• DATA TO USE

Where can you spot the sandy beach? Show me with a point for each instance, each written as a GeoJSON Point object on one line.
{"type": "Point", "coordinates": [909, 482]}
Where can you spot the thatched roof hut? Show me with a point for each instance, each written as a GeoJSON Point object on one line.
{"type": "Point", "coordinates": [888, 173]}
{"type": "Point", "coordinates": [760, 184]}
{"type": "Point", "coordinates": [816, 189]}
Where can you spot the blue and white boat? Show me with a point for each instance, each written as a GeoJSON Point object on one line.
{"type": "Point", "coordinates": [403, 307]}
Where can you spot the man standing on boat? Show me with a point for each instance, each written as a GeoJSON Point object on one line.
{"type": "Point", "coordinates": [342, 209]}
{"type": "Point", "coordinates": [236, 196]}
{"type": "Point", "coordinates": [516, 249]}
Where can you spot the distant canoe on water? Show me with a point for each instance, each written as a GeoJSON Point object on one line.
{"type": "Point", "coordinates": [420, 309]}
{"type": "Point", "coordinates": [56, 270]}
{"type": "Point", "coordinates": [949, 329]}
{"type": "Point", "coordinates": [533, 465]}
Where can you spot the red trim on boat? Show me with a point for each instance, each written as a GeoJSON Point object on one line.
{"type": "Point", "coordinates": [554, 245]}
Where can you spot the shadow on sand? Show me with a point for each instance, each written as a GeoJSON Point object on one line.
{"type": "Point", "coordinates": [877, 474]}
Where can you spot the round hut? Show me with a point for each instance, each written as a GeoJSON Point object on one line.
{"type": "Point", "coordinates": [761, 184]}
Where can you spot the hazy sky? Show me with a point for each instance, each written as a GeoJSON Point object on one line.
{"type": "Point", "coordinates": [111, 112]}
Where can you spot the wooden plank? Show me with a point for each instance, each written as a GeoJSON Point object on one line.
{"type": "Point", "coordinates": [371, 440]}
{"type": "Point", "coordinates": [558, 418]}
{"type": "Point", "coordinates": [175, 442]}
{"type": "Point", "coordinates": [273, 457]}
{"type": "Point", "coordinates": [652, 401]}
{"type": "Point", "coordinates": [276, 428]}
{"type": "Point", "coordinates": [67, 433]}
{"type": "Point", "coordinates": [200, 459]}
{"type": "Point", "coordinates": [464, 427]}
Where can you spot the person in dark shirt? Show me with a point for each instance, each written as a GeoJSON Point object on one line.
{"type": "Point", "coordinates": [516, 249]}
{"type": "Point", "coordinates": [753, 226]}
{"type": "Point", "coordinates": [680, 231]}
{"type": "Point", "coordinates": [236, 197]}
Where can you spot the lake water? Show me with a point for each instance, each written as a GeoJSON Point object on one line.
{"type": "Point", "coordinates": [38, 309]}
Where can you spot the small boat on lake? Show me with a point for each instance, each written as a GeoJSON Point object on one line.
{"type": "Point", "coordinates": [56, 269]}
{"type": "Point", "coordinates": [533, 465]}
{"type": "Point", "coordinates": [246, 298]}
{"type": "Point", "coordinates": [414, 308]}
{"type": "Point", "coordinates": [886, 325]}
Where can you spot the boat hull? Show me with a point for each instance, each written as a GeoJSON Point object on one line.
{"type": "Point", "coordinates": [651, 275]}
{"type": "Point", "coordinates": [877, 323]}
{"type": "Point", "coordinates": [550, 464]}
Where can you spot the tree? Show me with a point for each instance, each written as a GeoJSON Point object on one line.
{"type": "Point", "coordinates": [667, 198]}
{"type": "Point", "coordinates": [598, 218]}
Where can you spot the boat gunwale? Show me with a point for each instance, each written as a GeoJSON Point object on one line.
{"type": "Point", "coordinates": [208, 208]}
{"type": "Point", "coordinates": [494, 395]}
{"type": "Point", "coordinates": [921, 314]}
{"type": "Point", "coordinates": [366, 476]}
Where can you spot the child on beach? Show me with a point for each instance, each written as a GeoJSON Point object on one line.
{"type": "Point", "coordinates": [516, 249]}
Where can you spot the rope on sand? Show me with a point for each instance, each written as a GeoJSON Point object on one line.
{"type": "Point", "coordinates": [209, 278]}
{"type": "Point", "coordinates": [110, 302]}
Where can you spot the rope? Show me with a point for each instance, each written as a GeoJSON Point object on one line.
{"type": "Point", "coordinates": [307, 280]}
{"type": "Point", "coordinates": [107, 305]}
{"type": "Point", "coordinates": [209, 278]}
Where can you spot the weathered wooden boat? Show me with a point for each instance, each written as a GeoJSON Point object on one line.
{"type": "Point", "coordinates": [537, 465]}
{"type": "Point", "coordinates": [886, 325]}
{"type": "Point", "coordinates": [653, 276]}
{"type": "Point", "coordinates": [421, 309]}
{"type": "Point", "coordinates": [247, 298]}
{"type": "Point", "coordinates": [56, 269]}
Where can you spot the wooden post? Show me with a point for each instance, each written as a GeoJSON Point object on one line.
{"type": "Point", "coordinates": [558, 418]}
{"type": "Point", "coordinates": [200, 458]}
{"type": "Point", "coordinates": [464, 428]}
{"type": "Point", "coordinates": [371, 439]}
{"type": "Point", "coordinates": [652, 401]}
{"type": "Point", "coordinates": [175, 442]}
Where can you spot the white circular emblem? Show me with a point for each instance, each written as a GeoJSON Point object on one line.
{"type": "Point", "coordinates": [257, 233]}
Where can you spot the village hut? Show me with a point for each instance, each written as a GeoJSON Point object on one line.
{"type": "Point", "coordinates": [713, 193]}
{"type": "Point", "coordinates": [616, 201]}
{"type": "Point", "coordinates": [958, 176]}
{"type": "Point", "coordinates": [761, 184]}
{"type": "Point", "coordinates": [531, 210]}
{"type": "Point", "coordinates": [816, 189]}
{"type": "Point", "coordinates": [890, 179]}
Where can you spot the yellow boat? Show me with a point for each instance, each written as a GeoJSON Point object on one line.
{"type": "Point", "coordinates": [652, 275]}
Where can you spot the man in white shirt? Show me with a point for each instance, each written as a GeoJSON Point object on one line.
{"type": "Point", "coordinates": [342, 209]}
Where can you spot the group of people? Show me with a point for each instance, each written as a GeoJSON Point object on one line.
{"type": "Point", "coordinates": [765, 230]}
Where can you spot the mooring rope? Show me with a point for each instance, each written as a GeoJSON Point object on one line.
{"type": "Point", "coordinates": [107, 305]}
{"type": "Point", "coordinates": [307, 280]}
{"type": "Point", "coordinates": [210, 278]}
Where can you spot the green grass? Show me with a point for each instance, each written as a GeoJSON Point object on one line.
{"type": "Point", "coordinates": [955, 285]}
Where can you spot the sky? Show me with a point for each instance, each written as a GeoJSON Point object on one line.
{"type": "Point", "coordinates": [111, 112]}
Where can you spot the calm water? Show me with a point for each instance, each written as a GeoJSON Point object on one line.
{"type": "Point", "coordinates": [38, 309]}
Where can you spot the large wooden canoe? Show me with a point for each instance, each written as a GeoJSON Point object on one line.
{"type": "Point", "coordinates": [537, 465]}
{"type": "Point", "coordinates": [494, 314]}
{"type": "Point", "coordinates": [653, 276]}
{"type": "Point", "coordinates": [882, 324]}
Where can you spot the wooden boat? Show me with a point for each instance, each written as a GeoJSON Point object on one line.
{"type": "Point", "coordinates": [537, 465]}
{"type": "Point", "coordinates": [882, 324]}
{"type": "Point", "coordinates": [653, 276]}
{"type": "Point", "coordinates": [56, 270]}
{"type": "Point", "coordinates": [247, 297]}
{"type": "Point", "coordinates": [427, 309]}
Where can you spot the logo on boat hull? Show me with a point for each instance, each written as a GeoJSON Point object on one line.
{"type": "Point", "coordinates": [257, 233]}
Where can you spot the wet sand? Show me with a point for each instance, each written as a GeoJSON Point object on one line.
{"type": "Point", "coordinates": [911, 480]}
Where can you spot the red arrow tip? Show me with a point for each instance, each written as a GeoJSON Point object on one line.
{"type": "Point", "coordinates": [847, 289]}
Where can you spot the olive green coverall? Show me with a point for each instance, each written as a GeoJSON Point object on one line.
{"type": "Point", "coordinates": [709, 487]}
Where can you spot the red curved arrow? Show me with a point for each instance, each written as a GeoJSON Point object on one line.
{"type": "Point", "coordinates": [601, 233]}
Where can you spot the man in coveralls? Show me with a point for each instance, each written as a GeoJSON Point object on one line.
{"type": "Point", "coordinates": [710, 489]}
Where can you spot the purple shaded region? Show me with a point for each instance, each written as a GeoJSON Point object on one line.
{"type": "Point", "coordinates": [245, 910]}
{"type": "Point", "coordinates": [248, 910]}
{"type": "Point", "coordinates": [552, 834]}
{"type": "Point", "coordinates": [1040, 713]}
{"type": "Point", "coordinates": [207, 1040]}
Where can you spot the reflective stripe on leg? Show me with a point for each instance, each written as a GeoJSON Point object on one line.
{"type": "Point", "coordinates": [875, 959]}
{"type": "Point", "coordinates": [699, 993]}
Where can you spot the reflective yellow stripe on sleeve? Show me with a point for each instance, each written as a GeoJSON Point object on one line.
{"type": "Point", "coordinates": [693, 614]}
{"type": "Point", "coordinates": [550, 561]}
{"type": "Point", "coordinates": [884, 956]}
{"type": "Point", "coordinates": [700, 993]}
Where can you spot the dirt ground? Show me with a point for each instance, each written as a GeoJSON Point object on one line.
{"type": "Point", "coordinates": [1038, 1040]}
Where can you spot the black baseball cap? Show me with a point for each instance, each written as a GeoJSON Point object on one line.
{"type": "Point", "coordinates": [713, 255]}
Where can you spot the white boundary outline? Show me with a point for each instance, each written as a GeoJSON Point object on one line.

• DIRECTIVE
Reproduce only those lines of the entries above that run from the line with "Where can you spot the dirt" to the final line.

• FULL RESPONSE
Where can you spot the dirt ground? Show me with a point for each instance, each written as a GeoJSON Point object on one line.
{"type": "Point", "coordinates": [1038, 1040]}
Where can you spot the black baseball cap? Show me with a point for each instance, each written as a GeoJSON Point object on one line.
{"type": "Point", "coordinates": [713, 255]}
Where can you spot the white boundary outline? Show me with a point for each instance, each written as a GeoJSON Point object on one line.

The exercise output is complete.